◆ What you will do:
Type out the complete listing below word for word, without its pictures.

┄┄┄┄┄┄

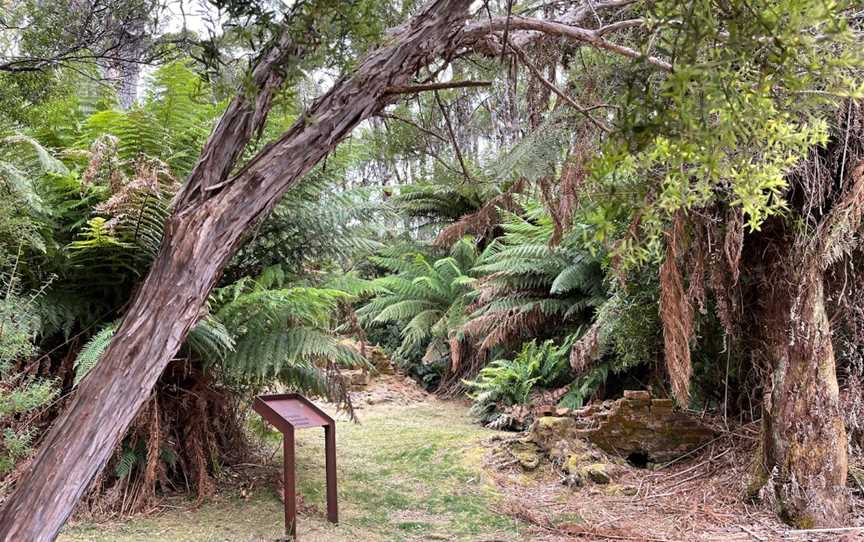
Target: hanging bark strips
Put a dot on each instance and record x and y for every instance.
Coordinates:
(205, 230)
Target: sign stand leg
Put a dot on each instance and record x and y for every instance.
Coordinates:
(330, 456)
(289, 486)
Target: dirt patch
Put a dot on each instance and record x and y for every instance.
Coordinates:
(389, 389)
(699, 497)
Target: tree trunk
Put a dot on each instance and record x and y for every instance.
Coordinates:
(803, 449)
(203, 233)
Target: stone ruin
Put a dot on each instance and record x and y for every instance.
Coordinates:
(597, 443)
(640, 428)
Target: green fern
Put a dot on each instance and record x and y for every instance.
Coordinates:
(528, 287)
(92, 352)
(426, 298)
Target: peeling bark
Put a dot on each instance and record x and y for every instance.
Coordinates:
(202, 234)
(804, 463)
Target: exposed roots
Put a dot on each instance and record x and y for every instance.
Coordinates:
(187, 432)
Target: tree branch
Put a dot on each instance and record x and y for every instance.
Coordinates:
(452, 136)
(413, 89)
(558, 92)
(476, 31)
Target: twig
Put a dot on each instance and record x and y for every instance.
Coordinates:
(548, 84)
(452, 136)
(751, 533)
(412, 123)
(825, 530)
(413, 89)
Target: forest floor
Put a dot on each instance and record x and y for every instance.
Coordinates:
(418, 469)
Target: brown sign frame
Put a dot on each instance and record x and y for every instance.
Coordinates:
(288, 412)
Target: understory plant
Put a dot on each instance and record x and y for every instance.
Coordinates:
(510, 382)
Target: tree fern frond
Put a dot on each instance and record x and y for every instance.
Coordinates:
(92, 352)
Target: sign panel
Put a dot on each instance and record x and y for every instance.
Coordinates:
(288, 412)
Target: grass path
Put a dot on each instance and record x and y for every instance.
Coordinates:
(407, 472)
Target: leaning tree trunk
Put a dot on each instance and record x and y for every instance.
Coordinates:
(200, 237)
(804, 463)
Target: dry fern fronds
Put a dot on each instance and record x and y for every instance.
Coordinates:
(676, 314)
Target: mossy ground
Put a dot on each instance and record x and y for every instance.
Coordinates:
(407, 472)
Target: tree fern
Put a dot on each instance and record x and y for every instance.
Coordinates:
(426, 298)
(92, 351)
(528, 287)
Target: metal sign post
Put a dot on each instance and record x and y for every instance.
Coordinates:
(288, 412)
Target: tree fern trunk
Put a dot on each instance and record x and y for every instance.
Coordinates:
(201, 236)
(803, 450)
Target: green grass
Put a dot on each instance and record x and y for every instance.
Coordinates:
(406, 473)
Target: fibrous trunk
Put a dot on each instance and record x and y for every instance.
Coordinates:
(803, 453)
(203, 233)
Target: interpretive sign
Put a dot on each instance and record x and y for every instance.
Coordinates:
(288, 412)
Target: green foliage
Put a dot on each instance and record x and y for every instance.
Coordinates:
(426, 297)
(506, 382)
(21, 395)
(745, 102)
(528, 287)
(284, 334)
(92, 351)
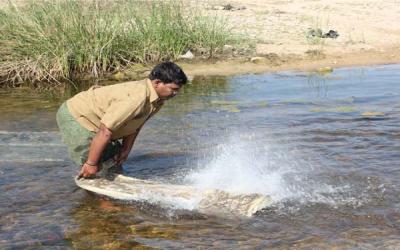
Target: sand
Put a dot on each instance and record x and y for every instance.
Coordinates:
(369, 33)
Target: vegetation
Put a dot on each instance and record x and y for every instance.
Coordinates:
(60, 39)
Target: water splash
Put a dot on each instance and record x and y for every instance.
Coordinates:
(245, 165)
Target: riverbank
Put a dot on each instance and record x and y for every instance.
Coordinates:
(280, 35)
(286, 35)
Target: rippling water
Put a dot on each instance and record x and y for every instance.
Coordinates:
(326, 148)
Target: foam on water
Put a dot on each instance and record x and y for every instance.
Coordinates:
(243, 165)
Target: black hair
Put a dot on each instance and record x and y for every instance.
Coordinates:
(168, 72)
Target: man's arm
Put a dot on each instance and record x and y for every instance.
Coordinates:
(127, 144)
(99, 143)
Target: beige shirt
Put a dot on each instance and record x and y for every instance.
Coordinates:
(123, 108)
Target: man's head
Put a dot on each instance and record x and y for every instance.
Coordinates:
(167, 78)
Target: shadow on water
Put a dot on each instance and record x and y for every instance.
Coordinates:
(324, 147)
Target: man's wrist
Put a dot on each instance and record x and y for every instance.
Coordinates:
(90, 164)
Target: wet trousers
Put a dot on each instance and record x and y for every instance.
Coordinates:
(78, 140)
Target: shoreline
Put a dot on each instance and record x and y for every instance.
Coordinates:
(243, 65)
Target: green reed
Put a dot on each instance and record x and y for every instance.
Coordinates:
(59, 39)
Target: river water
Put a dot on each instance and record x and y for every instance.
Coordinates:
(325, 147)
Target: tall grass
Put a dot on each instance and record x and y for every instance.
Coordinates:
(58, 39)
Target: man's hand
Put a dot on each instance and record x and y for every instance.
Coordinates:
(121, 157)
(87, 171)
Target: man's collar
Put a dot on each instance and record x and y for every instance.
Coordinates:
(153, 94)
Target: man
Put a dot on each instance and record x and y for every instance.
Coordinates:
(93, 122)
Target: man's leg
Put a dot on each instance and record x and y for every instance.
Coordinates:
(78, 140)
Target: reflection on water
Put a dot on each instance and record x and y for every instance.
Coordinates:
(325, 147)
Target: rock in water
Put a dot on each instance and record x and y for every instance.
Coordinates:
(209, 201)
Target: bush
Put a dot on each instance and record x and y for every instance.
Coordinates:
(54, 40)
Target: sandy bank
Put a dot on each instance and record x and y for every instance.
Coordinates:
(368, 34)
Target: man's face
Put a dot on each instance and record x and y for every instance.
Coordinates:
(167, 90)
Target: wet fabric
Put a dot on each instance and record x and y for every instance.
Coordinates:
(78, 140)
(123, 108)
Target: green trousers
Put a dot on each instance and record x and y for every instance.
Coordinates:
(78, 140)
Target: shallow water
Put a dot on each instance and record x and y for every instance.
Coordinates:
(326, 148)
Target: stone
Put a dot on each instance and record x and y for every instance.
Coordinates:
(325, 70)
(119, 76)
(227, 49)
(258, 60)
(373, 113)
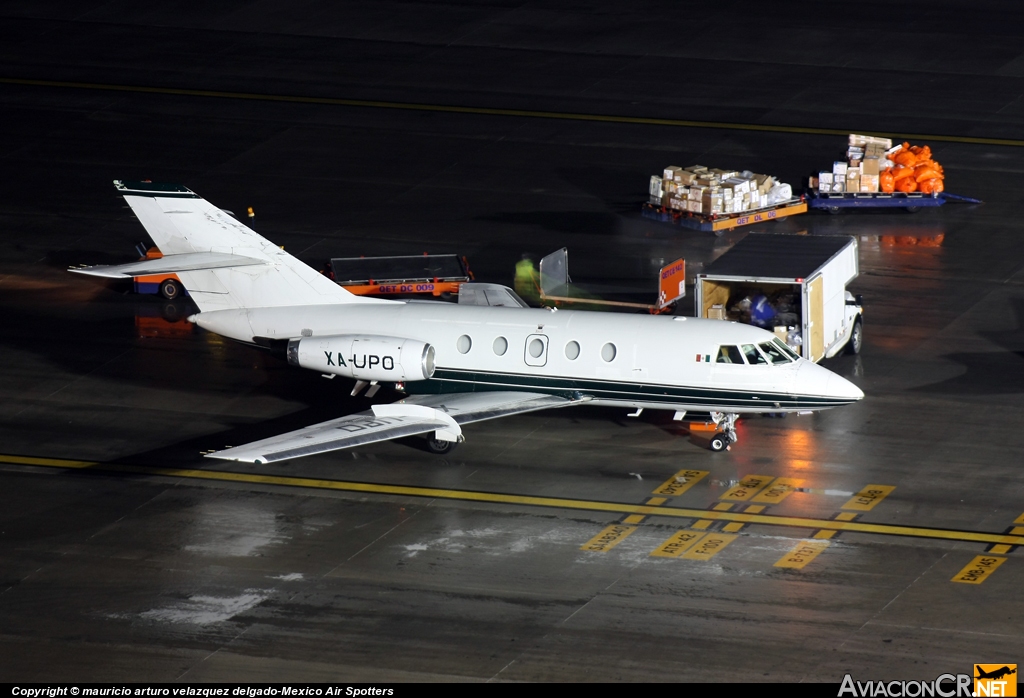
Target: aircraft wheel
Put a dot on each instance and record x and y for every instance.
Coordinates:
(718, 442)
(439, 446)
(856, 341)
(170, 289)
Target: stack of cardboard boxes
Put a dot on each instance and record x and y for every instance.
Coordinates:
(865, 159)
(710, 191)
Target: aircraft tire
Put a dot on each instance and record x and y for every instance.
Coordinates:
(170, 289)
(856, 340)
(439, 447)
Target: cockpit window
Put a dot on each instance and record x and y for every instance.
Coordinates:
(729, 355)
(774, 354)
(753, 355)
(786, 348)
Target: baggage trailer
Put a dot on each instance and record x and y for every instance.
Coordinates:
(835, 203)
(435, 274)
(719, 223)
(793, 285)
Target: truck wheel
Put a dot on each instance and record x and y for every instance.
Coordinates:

┄┄┄┄┄┄

◆ Result of the task:
Target: hanging bark strips
Put a dot on each instance and record x and y for every instance.
Coordinates:
(205, 230)
Target: sign stand leg
Put a dot on each instance and record x and y for every instance.
Coordinates:
(330, 456)
(289, 486)
Target: dirt patch
Put a dot on each instance and record x and y for every instance.
Coordinates:
(389, 389)
(699, 497)
Target: tree trunk
Put a dot on each instance and record x and y for every instance.
Coordinates:
(803, 449)
(203, 233)
Target: stone ruin
Put a dot on each instance and record x and y for every instance.
Coordinates:
(597, 443)
(640, 428)
Target: green fern
Put a dot on each instance and record x and y for every instance.
Coordinates:
(528, 287)
(92, 352)
(426, 298)
Target: peeling bark
Put a dot on each instance and record x and y for every instance.
Coordinates:
(202, 234)
(804, 463)
Target: exposed roots
Put a dot on each instance and record x and y for every instance.
Coordinates:
(187, 432)
Target: tree branch
Put a dot on each instance and record x and y for every instance.
Coordinates:
(452, 136)
(413, 89)
(558, 92)
(476, 31)
Target: twig
Put a dot on each instance and record x and y for every instance.
Coordinates:
(548, 84)
(452, 136)
(751, 533)
(412, 123)
(825, 530)
(413, 89)
Target: forest floor
Put a dot on each instance and record x and y for every instance.
Coordinates:
(418, 469)
Target: brown sign frame
Put a dot on each instance and record x and y for every instance.
Coordinates:
(288, 412)
Target: understory plant
Put a dot on each instance and record x and y for every instance.
Coordinates:
(510, 382)
Target: tree fern frond
Put a dot on each instance and record x and y for every instance.
Coordinates:
(92, 352)
Target: sign panel
Put a dot on each instance and record x and y for every instance.
Coordinates:
(288, 412)
Target: grass path
Put a dot on each instance and record x and y for every instance.
Coordinates:
(407, 472)
Target: leaning tree trunk
Put a dot on each instance and record x and y for every instance.
Coordinates:
(200, 237)
(804, 463)
Target: dry fern fronds
Put a dot on each instance and record x and y for every instance.
Coordinates:
(676, 314)
Target: mossy ground
Put a dot on each instance and record x and y for every instance.
Coordinates:
(407, 472)
Target: tree fern
Put a dot on each instance and record x and y for every instance.
Coordinates:
(426, 298)
(92, 351)
(528, 287)
Target: metal sign post
Put a dot on each instance and record x and y for every instance.
Coordinates:
(288, 412)
Target: tree fern trunk
Put a dot on each instance and record x and y for every instance.
Coordinates:
(201, 236)
(803, 450)
Target: green grass
Put a dot on each instance and record x and y for every instance.
Coordinates:
(406, 473)
Target: fibrous trunk
Put a dot on each instance and record x and y for every instance.
Coordinates:
(803, 453)
(203, 233)
Target: interpretive sign
Put a dot on each instance and record x and y for every instance.
Coordinates:
(288, 412)
Target: green foliage
Put a dot on each instance and record x and y for every instance.
Coordinates:
(426, 297)
(506, 382)
(21, 395)
(745, 102)
(528, 287)
(284, 334)
(92, 351)
Target: sand
Put a dot on each instance and record x and y for every instance.
Coordinates:
(369, 33)
Target: vegetation
Put a dot on each instance and record x and y for every instance.
Coordinates:
(60, 39)
Target: water splash
Put a dot on each instance and record x and y for every instance.
Coordinates:
(245, 165)
Target: riverbank
Put a dot on each instance and record x and y for every instance.
Coordinates:
(280, 35)
(286, 35)
Target: rippling water
Put a dot on each instance and record x and y for every instance.
Coordinates:
(326, 148)
Target: foam on water
Put a dot on each instance and record x and y for every instance.
Coordinates:
(243, 165)
Target: black hair
Put a dot on each instance and record x and y for every instance.
Coordinates:
(168, 72)
Target: man's arm
Put a dot on each instance and record x and y for every instance.
Coordinates:
(127, 144)
(99, 143)
Target: beige shirt
Put a dot on each instance and record x and y for every instance.
Coordinates:
(123, 108)
Target: man's head
Put a dot on each instance and record x and y for every instance.
Coordinates:
(167, 78)
Target: shadow on water
Put a dot on each instance and record x and y for every instance.
Coordinates:
(324, 147)
Target: man's wrist
Put a dot on each instance and record x and y for every instance.
Coordinates:
(90, 164)
Target: wet trousers
Put a dot on each instance and record x and y for every instance.
Coordinates:
(78, 140)
Target: shoreline
Put a dot on each instance and record x and y for every instance.
Coordinates:
(243, 65)
Target: green reed
Put a dot on each instance and record x and y for every instance.
Coordinates:
(59, 39)
Target: river water
Put a dot on each instance and record x and y for every instance.
Coordinates:
(325, 147)
Target: tall grass
Put a dot on each instance and record x and y for every instance.
Coordinates:
(58, 39)
Target: man's hand
Put a dot on each instance and record x and y for every instance.
Coordinates:
(121, 157)
(87, 171)
Target: man's collar
Put a dot on each instance and record x and y for every instance.
Coordinates:
(153, 94)
Target: man
Put a dot on each instance and record x and y for every instance.
Coordinates:
(93, 122)
Target: man's leg
Put a dot on each instance and record x and y for every instance.
Coordinates:
(78, 140)
Target: reflection on water
Put a dot on each instance and record x and y for every instance.
Coordinates:
(325, 147)
Target: rock in water
Put a dot on each instance and record x and y for every instance.
Coordinates:
(209, 201)
Target: bush
Put a dot on each instance and record x and y for every instance.
Coordinates:
(54, 40)
Target: sandy bank
Put a dot on each instance and record x and y for every instance.
Coordinates:
(368, 34)
Target: man's face
Put a dot on each instance and record x and y for every instance.
Coordinates:
(167, 90)
Target: wet fabric
Put a dot on each instance and record x and y for every instance.
Coordinates:
(78, 140)
(123, 108)
Target: green trousers
Put a dot on each instance and record x and y for every instance.
Coordinates:
(78, 140)
Target: shallow water
Put a dot on each instance and record x and y for every instance.
Coordinates:
(326, 148)
Target: stone
Put a dot on each instance and record x and y for every instance.
Coordinates:
(325, 70)
(119, 76)
(227, 49)
(258, 60)
(373, 113)
Target: aircraft wheel
Put a dot on each instance and record x and y for every instance.
Coordinates:
(718, 442)
(439, 446)
(856, 341)
(170, 289)
Target: stack of cardboard boxes
Put a dot on each instance and record x and y for every instance.
Coordinates:
(865, 159)
(710, 191)
Target: aircraft tire
Put a dot on each instance and record x and y for every instance.
Coordinates:
(170, 289)
(856, 340)
(439, 447)
Target: cockpit window
Put a dot on each instance and record x and y for every instance.
Coordinates:
(729, 355)
(774, 354)
(753, 355)
(786, 348)
Target: baggage trailer
Put a dot on each instance and record x and y for every instance.
Coordinates:
(835, 203)
(435, 274)
(719, 223)
(793, 285)
Target: truck wheel
Put a dot on each instance and record x and y for every instance.
Coordinates:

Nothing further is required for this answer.